Task statement -> Filter the records below and copy out every line that contains the string "rider". Matching is case-sensitive.

Input rows ->

....

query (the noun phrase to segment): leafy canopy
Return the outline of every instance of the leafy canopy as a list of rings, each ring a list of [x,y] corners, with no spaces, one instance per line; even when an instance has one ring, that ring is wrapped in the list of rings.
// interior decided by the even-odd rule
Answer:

....

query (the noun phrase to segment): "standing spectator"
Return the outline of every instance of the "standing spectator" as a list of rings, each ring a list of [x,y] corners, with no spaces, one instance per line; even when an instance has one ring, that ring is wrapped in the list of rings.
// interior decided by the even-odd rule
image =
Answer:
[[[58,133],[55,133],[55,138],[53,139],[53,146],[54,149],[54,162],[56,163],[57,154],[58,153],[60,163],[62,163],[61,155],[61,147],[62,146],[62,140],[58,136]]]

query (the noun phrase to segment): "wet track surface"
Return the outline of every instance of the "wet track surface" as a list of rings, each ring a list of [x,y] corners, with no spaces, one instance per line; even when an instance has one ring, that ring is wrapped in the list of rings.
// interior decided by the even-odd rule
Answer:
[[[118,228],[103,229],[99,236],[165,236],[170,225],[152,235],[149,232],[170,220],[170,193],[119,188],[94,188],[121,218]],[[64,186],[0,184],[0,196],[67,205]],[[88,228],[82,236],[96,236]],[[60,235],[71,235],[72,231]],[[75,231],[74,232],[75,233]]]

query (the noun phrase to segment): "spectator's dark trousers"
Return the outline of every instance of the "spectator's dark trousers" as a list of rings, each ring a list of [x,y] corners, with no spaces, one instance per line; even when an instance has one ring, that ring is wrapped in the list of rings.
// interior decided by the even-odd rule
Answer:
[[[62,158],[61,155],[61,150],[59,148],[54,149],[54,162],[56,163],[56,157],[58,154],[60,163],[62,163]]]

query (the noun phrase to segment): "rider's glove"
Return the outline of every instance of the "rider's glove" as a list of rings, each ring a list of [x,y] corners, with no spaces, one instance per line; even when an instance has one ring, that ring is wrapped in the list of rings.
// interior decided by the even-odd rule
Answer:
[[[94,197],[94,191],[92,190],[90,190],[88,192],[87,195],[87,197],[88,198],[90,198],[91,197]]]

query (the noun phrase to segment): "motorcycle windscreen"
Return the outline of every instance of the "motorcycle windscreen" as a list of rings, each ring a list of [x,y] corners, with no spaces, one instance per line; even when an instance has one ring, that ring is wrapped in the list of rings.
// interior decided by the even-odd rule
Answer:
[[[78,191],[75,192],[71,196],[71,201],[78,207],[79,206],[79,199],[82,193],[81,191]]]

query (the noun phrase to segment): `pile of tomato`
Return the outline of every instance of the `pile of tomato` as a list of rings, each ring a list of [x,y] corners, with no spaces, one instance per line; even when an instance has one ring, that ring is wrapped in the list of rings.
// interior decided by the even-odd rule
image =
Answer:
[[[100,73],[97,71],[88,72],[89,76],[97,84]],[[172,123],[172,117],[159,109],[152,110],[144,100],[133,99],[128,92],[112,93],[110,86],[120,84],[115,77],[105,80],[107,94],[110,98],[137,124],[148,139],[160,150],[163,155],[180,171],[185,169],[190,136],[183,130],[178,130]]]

....

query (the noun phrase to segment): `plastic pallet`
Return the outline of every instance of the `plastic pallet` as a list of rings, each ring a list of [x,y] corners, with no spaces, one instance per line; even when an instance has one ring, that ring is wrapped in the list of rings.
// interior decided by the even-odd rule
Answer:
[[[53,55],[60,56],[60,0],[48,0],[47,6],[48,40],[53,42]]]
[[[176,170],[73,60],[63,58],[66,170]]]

....

Solution ->
query (the noun phrase to segment): "rider's glove"
Return the outline of every instance of the "rider's glove" as a list of rings, each ring a list of [x,y] corners, with no spaces, one instance per line; even when an instance has one ring, that ring is wrapped in the list of rings.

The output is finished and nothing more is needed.